== Task to carry out ==
Only an exact copy of every record counts as an answer.

Exercise input Start Marker

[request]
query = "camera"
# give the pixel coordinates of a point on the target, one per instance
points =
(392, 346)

Exercise input End Marker

== Answer to this exercise ==
[request]
query = "camera"
# give the pixel coordinates of a point on the target, one per instance
points =
(392, 346)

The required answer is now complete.